──────── Input data ────────

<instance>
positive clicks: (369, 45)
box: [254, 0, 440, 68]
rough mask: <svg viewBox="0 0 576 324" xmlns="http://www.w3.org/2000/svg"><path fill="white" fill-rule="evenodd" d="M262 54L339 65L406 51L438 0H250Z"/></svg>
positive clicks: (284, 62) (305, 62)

────────

* [Problem statement]
Return every record, leaving each line exactly as it was given.

* [Solved exercise]
<instance>
positive clicks: (369, 45)
box: [254, 0, 440, 68]
rough mask: <svg viewBox="0 0 576 324" xmlns="http://www.w3.org/2000/svg"><path fill="white" fill-rule="evenodd" d="M262 54L339 65L406 51L438 0H250Z"/></svg>
positive clicks: (284, 62) (305, 62)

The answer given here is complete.